##### RECORD EXTRACTS #####

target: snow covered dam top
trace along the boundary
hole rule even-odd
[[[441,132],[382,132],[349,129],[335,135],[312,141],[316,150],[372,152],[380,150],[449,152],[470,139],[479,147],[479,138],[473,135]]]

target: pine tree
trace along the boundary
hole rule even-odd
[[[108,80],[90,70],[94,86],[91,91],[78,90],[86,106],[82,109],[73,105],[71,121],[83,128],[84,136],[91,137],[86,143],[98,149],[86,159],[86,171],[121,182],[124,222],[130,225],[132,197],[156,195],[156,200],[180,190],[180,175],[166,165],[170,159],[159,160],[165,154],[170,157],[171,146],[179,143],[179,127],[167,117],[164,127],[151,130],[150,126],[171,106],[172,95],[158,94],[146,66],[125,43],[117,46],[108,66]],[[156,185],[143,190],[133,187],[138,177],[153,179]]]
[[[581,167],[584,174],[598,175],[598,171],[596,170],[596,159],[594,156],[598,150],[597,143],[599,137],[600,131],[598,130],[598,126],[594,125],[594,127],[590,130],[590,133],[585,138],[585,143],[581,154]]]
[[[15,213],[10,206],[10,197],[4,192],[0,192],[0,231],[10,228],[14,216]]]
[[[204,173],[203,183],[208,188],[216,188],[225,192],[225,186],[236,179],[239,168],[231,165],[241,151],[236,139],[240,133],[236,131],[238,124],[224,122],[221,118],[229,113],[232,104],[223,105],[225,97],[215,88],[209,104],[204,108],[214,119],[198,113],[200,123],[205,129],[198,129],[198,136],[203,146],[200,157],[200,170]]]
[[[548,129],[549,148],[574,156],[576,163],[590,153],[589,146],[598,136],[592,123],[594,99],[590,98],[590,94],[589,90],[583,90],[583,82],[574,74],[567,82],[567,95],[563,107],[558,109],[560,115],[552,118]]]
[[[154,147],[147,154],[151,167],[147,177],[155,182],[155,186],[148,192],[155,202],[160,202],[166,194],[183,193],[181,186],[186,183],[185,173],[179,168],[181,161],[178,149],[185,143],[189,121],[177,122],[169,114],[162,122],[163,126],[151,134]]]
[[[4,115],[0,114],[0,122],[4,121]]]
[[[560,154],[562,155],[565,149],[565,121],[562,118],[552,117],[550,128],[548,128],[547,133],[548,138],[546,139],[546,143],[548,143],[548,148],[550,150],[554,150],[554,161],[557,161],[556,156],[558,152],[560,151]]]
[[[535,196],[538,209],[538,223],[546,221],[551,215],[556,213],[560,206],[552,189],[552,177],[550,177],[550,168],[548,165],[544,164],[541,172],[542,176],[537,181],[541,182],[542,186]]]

#####

— TASK STATEMENT —
Whenever the string "target" turns up in a line of the data, copy that line.

— OUTPUT BELOW —
target: snow covered dam top
target: pine tree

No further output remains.